_Aim_
Reproduce all of the records exactly.

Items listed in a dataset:
-- -- --
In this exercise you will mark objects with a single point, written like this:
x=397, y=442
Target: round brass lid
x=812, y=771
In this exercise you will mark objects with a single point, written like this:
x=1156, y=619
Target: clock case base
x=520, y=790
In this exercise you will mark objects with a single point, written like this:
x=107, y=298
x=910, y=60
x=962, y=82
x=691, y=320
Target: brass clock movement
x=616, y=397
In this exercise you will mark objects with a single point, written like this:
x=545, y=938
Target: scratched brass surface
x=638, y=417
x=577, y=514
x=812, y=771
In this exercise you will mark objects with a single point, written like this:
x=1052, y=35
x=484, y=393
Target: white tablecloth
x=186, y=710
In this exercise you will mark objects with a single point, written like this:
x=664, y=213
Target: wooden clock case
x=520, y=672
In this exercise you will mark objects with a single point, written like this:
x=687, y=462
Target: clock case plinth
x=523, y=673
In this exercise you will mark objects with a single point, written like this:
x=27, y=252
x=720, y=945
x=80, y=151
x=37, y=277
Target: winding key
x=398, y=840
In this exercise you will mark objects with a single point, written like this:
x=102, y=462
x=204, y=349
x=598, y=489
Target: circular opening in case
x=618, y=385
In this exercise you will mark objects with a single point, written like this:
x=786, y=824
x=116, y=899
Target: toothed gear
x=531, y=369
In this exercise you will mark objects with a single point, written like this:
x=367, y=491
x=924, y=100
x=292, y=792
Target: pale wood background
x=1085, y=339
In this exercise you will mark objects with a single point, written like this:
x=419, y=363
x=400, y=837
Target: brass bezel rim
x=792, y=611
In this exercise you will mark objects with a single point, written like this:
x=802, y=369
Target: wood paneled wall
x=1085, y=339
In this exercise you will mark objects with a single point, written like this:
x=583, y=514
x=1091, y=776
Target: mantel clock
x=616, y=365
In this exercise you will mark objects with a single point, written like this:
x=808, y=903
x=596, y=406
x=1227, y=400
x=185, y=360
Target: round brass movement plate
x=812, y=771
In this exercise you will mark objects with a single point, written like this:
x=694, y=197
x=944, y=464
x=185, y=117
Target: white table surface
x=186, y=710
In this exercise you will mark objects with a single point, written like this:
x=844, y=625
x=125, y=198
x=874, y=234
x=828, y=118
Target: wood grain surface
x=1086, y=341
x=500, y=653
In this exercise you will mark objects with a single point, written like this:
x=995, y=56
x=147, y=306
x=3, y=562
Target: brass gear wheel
-- -- --
_Solution to this problem_
In this exercise you will mark objects with a single point, written like this:
x=397, y=442
Target: round brass lid
x=812, y=771
In this exercise you will mark objects with a single point, written like this:
x=1156, y=619
Target: clock case base
x=520, y=790
In this exercise you will mark objects with a single point, written like this:
x=107, y=298
x=910, y=60
x=962, y=82
x=691, y=320
Target: brass clock movement
x=616, y=397
In this exercise you will mark objects with a single point, written like this:
x=545, y=938
Target: scratched brass surface
x=638, y=417
x=577, y=514
x=812, y=771
In this exercise you will mark objects with a single point, written like this:
x=1052, y=35
x=484, y=393
Target: white tablecloth
x=186, y=710
In this exercise you will mark objects with a single point, written like this:
x=664, y=213
Target: wooden clock case
x=520, y=672
In this exercise you will mark objects with a single point, written like this:
x=687, y=462
Target: clock case plinth
x=523, y=673
In this exercise you will mark objects with a single point, written like this:
x=27, y=252
x=720, y=945
x=80, y=151
x=37, y=277
Target: winding key
x=398, y=840
In this exercise you will mark objects with a single point, written like this:
x=102, y=462
x=204, y=349
x=598, y=489
Target: circular opening in case
x=618, y=385
In this exercise you will mark objects with a single point, written like this:
x=786, y=824
x=116, y=899
Target: toothed gear
x=531, y=369
In this exercise you will mark objects with a single point, written like this:
x=367, y=491
x=924, y=100
x=292, y=792
Target: pale wood background
x=1085, y=339
In this exercise you will mark objects with a single point, written like this:
x=419, y=363
x=400, y=837
Target: brass bezel rim
x=792, y=611
In this exercise you will mark objects with a single point, written like this:
x=802, y=369
Target: wood paneled wall
x=1085, y=339
In this exercise you will mark objects with a single point, written like this:
x=583, y=514
x=1091, y=776
Target: mantel clock
x=616, y=365
In this exercise you will mark objects with a single point, written like this:
x=808, y=903
x=596, y=406
x=1227, y=400
x=185, y=360
Target: round brass movement plate
x=812, y=771
In this exercise you will mark objects with a single point, written like this:
x=694, y=197
x=944, y=464
x=185, y=117
Target: white table surface
x=186, y=710
In this exercise you will mark objects with a single point, written like this:
x=844, y=625
x=125, y=198
x=874, y=234
x=828, y=118
Target: wood grain surface
x=1086, y=341
x=500, y=653
In this exercise you will mark objects with a single point, written like this:
x=995, y=56
x=147, y=306
x=3, y=562
Target: brass gear wheel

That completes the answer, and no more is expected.